What you need to do = Gather every line below that contains the word "horse" and copy each of those lines in full.

Dataset content =
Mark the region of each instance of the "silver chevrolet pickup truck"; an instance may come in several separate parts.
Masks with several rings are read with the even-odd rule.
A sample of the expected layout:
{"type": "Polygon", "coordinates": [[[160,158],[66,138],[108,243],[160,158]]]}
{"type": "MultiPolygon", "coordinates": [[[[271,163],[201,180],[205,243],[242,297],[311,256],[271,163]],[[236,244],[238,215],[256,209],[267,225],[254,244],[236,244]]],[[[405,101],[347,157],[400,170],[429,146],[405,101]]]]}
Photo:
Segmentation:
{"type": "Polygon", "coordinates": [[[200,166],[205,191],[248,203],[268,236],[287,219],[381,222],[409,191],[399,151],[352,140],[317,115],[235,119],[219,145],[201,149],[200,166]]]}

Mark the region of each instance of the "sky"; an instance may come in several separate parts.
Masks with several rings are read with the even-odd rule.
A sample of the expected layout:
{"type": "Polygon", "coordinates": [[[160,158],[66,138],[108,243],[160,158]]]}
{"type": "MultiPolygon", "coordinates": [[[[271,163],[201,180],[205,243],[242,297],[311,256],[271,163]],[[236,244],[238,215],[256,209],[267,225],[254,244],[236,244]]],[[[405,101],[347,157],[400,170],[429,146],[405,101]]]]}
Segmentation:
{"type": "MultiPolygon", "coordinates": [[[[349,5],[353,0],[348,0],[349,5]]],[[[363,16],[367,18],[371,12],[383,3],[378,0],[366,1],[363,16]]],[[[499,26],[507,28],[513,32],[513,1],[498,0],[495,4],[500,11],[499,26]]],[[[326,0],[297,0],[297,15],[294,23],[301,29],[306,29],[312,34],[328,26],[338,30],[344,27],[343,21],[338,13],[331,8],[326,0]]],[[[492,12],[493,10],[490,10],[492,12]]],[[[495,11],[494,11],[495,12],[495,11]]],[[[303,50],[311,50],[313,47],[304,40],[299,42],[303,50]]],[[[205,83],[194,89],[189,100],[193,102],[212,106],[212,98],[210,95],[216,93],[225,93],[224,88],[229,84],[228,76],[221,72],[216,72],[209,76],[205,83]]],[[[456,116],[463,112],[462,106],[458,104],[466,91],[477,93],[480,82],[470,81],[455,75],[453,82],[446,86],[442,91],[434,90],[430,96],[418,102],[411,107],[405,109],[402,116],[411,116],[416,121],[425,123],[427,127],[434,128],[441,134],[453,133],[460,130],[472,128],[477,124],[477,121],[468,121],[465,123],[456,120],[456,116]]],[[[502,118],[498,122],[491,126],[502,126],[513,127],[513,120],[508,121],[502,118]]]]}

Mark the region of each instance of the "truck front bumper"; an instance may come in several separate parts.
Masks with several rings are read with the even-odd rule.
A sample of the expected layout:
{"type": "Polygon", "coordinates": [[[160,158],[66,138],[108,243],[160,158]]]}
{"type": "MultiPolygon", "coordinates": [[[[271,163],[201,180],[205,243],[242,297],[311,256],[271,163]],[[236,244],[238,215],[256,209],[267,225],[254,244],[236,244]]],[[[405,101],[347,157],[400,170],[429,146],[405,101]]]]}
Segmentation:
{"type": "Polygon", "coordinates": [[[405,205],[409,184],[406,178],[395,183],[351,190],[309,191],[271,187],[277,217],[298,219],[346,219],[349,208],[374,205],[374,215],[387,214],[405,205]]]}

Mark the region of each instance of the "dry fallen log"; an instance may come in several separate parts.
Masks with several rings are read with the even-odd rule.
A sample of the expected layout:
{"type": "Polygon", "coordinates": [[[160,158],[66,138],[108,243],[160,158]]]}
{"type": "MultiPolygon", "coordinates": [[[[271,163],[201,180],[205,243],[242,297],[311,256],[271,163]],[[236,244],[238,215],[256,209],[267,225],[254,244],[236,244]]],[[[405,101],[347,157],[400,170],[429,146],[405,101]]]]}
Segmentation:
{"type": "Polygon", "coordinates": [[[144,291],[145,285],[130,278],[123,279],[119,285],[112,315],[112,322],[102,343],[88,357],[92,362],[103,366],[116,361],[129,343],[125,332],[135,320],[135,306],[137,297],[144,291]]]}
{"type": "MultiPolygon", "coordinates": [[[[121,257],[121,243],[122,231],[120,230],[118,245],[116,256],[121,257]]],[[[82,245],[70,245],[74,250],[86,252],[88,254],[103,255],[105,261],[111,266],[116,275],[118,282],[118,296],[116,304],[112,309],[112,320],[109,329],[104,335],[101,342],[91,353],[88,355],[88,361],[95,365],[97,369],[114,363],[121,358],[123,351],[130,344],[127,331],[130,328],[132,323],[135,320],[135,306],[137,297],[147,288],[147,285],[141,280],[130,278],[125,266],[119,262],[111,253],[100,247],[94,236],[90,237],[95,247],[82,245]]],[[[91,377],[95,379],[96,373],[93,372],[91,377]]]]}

---

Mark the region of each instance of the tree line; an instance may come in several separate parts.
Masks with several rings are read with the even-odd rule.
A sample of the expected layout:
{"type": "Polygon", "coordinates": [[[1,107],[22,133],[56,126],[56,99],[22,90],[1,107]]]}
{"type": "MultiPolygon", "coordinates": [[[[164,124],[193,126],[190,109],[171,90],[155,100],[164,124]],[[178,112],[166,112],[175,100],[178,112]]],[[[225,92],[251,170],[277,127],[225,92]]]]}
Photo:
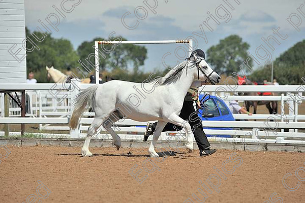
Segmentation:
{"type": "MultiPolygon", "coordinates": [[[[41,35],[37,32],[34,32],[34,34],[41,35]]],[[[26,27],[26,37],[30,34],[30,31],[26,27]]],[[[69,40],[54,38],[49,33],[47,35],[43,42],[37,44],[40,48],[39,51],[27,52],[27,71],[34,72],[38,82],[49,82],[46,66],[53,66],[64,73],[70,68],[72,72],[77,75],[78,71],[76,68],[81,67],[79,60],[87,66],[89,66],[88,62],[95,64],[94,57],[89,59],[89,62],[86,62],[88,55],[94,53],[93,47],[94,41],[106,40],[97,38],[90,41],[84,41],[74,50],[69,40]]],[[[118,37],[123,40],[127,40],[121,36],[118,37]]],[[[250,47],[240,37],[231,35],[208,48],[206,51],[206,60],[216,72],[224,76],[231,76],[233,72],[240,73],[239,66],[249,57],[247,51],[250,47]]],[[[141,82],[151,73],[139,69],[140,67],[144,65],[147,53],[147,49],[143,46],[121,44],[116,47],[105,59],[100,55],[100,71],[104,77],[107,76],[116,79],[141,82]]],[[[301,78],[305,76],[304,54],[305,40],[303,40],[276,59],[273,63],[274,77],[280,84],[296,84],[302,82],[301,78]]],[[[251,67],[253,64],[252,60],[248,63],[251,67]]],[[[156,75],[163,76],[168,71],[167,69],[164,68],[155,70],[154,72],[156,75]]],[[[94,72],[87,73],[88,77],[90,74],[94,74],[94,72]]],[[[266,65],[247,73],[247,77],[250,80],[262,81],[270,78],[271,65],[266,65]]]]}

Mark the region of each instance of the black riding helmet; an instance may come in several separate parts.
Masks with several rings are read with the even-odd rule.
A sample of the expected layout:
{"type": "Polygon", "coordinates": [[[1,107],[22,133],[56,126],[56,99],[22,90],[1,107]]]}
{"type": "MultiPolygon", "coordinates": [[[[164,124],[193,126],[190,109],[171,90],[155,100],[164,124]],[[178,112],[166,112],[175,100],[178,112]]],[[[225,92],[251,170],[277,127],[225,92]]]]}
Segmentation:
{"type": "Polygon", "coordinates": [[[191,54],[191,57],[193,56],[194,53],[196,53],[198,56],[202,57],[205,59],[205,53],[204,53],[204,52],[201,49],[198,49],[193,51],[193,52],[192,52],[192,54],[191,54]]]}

--

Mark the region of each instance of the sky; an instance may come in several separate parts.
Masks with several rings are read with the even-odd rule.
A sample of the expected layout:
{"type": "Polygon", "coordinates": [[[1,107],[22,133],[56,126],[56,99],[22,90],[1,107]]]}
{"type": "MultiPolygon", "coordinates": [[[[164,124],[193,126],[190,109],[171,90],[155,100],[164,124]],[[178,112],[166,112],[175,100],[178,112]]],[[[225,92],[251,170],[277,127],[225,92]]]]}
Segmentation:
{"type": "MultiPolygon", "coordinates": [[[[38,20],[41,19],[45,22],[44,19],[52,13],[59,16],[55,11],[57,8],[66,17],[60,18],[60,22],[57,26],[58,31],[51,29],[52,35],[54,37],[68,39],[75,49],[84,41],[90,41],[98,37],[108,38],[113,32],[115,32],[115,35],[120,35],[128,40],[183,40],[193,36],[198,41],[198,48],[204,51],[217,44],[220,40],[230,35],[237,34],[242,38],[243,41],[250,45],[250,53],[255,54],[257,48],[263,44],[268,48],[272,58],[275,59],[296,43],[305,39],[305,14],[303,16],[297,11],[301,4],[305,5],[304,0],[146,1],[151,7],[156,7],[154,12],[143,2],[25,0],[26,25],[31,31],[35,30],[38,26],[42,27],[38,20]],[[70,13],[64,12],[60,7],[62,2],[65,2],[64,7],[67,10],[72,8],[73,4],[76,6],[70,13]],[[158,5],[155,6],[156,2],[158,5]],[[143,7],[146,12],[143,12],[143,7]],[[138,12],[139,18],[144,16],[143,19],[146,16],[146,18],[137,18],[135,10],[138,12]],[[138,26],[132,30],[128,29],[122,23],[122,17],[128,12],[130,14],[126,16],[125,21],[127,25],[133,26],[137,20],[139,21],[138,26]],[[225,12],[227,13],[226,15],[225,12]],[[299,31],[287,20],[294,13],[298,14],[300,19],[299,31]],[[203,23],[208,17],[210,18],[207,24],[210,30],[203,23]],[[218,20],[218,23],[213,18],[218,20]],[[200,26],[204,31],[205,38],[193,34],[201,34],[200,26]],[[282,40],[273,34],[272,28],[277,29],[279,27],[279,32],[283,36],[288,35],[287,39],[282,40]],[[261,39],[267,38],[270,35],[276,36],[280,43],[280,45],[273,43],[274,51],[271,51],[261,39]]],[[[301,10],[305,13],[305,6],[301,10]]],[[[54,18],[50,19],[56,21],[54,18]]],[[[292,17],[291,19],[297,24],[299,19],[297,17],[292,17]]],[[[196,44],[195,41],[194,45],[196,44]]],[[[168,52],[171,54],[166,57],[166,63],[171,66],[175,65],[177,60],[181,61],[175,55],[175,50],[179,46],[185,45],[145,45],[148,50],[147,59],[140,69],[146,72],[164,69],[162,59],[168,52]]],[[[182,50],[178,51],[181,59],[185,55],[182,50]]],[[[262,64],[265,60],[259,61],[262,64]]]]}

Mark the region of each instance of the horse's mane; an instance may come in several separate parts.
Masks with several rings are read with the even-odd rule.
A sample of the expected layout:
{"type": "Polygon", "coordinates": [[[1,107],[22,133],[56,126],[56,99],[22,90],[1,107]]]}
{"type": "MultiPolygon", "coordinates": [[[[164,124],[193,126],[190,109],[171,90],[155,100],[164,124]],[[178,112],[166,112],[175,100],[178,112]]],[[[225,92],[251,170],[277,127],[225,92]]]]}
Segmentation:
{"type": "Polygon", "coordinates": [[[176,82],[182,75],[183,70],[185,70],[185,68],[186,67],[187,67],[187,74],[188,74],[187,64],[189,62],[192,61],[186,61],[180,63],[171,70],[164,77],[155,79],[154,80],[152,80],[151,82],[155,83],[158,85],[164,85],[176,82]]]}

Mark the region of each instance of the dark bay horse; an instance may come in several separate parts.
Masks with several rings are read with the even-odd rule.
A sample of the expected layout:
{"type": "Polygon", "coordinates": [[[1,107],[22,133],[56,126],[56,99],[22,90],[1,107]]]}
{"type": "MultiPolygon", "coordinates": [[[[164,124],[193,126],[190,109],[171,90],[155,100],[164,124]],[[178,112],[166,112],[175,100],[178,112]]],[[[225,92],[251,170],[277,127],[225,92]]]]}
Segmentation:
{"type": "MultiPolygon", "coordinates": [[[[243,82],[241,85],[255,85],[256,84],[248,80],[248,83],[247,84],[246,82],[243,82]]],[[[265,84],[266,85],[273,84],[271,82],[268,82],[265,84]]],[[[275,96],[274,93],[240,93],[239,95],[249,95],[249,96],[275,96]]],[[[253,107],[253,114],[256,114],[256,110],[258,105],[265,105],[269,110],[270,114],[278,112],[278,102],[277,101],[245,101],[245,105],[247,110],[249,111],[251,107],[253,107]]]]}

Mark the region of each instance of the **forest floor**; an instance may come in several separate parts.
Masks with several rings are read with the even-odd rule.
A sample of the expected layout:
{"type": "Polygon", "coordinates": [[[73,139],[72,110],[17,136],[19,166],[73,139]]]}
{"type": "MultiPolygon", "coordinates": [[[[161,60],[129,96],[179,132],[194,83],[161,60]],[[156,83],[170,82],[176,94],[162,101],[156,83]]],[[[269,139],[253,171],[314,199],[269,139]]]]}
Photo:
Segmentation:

Result of the exercise =
Mark the region of each instance of the horse's mane; an instance may come in several separate parts.
Mark the region of each instance of the dark bay horse; an instance may come in several separate parts.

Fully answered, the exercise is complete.